WHAT THE TASK ASKS
Quote the forum thread below word for word, starting at "is there much" and stopping after "riding the bike?".

Re: Bicycle Quarterly Reviews the Love #3
Quote:
... your arms rotate forward as they go up.
Hi,
I'm at school here Jan.
Can you just clarify for me what you mean. a little diagram, or kind of explain what is rotating around what.
(or anyone else for that matter). The obvious escapes me from time to time.
PS: what length cranks were on that test bike? they look pretty long.
Re: Bicycle Quarterly Reviews the Love #3
Quote:
Originally Posted by
jimi
If my crappy memory isn't failing me... I think there was a 10cm stem on the Peg.
jimi
I use a 12cm on my stock 51cm Love. But what do I know?
Re: Bicycle Quarterly Reviews the Love #3
a 62cm peg is a bike for somebody who rides a, uh, 62cm.
you've got maybe 2cm of seatpost showing. jaysus. it's not 1962. that size bike should have about 12cm+ of post showing and a 140 stem, for fuck's sake.*
Jeez. For example, I ride a 57cm c-c. my seat height is 79cm. my reach is 59.5cm. If I was going to buy a peg, I'd get a 57, have the dealer cut the HT extension, and run a 130 stem. It would look like this bike. http://www.velocipedesalon.com/forum...tml#post183629 **
It would not be fucked up. It would work properly. peg's geo is not oddly different than any other damn race bike.
* these are just two matters of proportion of component to bike. I am not claiming that you size a bike by such proportions, rather, that a properly sized bike yields proper proportions. effect, not cause.
** where the shit goes is a result of where your hands and ass should go relative to the wheels. you don't have to be a framebuilder to know that. there's no secret handshake. "laypeople" can understand weight distribution, too. geesh.
Re: Bicycle Quarterly Reviews the Love #3
Crank is a 175 cm record aluminium
Re: Bicycle Quarterly Reviews the Love #3
I know I said i am at school, which means i should probably behave myself, however I have to ask a few questions that i feel could be deemed offensive. they are not meant to be. i like to have things clear in my head.
Here goes:
Did you feel the bicycle fitted the original owner well.
is there much physical difference between yourself and the owner?
what alterations to the bike did you make?
regarding the reasoning behind saddle position/frame sizing you mentioned in your post, and that you couldn't get what you wanted on a smaller frame...
did you actually go through that process before test riding the bike?

DATASET EXTRACT

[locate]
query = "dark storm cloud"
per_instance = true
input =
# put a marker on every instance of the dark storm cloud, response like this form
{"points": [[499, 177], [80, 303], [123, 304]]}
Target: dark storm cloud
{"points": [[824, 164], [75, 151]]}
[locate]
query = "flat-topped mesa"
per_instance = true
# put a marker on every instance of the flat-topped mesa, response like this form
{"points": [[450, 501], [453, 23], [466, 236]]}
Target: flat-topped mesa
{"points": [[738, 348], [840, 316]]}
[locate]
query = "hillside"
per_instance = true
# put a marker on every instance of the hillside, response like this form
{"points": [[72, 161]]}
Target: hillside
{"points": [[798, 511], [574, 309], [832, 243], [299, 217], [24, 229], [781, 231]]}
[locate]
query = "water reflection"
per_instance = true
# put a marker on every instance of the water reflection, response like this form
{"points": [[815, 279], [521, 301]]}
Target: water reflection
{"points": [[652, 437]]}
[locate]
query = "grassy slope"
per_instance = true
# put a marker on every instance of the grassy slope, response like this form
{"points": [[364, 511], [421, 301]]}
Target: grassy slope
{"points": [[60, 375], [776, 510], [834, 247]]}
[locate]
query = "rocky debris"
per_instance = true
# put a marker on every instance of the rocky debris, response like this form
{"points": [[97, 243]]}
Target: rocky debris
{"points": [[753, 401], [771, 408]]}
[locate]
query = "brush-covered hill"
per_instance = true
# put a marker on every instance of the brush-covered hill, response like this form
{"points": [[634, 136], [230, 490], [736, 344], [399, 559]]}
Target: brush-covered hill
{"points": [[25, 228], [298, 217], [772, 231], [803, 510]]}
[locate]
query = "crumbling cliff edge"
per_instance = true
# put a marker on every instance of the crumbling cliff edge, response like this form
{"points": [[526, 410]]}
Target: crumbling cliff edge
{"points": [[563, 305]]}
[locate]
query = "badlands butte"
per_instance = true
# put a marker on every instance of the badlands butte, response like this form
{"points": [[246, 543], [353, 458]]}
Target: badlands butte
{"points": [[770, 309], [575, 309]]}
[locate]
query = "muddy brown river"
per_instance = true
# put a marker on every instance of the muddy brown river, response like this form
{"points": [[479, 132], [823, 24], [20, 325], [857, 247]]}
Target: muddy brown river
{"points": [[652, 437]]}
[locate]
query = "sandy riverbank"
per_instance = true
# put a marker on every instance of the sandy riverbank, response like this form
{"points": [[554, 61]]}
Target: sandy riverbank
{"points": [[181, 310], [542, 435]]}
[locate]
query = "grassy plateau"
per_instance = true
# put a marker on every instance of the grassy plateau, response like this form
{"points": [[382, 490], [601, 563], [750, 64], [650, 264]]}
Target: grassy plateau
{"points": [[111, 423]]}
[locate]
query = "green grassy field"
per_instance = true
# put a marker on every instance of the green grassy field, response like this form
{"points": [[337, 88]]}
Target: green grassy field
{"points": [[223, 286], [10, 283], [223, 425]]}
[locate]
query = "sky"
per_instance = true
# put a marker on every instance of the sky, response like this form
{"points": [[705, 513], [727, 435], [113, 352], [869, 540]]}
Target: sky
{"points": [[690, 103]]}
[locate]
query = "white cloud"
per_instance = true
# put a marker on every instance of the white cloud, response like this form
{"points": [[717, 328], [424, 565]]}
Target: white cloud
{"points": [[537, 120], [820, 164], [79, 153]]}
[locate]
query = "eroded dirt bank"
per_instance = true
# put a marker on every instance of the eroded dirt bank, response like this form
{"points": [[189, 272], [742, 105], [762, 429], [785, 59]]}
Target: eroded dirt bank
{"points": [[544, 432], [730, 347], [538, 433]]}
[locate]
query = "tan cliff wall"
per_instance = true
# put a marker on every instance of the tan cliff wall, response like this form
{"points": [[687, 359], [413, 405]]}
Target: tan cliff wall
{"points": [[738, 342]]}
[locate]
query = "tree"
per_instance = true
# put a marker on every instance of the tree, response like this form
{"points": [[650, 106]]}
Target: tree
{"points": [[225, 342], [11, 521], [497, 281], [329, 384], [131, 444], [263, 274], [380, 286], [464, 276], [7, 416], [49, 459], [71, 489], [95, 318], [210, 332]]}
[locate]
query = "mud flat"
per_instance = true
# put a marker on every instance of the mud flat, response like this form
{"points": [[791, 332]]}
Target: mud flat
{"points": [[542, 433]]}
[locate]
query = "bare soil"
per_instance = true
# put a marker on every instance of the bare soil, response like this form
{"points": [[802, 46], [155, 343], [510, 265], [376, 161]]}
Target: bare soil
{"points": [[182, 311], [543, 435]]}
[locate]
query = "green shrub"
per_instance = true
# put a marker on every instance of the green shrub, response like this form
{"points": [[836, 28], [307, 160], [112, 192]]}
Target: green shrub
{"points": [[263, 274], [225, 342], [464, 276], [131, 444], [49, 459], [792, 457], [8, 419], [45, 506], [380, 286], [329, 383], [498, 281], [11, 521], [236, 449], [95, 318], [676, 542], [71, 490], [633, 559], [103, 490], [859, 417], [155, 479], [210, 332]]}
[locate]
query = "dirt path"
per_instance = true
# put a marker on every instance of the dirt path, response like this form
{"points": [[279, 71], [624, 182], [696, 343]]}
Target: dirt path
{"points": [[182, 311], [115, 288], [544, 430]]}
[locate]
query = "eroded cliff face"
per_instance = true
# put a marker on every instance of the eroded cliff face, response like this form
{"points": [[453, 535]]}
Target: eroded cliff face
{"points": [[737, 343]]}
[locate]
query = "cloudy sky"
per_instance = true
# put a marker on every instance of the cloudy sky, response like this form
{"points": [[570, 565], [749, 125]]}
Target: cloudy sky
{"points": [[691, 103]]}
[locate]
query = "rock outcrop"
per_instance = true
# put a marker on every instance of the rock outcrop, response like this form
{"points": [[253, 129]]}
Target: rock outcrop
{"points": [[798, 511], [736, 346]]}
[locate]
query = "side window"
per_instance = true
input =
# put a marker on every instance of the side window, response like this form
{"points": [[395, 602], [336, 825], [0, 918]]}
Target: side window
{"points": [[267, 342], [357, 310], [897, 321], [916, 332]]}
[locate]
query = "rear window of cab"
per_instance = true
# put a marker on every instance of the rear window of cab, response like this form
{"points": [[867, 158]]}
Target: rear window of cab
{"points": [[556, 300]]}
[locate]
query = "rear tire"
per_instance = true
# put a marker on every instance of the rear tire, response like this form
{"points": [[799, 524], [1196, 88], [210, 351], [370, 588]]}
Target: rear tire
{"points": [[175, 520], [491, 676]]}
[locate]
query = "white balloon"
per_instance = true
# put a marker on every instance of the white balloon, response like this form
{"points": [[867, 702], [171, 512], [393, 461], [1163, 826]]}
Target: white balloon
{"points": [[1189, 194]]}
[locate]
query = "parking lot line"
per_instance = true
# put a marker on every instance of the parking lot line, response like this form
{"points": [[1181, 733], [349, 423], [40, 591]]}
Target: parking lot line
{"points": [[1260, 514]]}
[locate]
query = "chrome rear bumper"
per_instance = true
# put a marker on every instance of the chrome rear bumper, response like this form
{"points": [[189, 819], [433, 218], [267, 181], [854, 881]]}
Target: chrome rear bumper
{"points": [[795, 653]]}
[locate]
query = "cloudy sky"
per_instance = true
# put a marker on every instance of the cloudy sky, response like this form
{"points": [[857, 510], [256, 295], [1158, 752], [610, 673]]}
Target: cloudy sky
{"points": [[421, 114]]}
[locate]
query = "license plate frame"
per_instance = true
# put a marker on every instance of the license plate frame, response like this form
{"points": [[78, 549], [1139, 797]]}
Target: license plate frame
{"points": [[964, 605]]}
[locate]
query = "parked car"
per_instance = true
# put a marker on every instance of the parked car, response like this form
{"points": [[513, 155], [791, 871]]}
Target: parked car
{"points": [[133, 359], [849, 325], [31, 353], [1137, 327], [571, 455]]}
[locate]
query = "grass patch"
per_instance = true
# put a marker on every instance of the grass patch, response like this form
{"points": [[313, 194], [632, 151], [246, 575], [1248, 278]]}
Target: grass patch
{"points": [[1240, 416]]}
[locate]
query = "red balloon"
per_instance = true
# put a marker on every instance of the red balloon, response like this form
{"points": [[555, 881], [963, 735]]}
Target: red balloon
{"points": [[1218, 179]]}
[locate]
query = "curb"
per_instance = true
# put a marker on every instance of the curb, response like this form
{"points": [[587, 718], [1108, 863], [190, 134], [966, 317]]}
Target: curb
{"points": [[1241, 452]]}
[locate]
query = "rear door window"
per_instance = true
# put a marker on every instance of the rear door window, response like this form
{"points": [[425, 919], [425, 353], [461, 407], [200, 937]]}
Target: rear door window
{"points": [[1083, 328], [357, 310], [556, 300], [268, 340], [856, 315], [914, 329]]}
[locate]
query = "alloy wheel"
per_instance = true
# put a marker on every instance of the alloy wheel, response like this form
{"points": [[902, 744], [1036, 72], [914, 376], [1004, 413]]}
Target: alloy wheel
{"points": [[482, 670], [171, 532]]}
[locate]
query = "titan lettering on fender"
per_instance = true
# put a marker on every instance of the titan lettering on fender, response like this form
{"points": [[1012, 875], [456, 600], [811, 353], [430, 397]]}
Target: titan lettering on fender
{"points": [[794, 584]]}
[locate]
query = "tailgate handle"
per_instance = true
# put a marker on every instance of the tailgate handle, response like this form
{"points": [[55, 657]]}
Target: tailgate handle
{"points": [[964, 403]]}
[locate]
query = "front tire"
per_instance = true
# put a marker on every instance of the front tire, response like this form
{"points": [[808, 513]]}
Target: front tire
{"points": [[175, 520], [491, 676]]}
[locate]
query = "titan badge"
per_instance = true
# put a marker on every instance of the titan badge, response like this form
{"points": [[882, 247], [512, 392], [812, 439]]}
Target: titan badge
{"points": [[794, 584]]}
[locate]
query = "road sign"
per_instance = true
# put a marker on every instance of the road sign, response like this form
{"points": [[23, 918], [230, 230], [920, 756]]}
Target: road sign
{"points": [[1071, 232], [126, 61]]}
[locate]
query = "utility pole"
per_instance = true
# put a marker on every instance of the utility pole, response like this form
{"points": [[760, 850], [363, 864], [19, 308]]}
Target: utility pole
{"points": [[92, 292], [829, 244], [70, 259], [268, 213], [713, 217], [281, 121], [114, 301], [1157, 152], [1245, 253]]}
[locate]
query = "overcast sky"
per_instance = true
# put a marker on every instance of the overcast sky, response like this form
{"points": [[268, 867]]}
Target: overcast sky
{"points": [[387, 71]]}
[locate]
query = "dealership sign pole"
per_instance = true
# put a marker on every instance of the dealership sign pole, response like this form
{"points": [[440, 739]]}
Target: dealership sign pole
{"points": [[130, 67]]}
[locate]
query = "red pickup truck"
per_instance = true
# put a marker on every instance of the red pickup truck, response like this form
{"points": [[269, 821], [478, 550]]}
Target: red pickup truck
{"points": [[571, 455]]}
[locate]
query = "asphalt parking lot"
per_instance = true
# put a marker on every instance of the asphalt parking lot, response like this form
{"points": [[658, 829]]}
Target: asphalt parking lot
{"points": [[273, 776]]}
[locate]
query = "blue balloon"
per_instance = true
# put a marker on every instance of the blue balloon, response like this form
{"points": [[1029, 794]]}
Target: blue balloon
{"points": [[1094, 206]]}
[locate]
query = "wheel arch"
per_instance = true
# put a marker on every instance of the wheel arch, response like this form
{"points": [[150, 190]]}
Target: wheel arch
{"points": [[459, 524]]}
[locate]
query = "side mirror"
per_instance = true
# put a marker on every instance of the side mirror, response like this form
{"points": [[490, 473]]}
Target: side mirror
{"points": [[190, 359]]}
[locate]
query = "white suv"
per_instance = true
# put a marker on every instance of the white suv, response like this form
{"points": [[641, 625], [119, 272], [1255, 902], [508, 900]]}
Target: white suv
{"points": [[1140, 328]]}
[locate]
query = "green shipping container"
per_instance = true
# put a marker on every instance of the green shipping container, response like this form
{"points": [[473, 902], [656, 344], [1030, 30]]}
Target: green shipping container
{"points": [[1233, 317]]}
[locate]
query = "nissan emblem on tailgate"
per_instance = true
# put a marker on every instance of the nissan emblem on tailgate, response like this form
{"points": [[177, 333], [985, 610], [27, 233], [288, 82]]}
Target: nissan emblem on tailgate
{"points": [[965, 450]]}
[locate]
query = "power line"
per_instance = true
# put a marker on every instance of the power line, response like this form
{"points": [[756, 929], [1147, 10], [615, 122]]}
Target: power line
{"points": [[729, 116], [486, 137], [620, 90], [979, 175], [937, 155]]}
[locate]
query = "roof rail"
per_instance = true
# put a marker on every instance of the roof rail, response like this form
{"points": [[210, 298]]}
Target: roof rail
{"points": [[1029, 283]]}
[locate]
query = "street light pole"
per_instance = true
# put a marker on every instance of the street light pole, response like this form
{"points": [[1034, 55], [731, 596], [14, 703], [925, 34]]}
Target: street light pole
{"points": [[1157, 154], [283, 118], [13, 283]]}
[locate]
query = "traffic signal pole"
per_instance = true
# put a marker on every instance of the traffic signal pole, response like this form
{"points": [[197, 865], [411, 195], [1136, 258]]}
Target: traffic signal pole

WRITTEN SOLUTION
is there much physical difference between yourself and the owner?
what alterations to the bike did you make?
regarding the reasoning behind saddle position/frame sizing you mentioned in your post, and that you couldn't get what you wanted on a smaller frame...
did you actually go through that process before test riding the bike?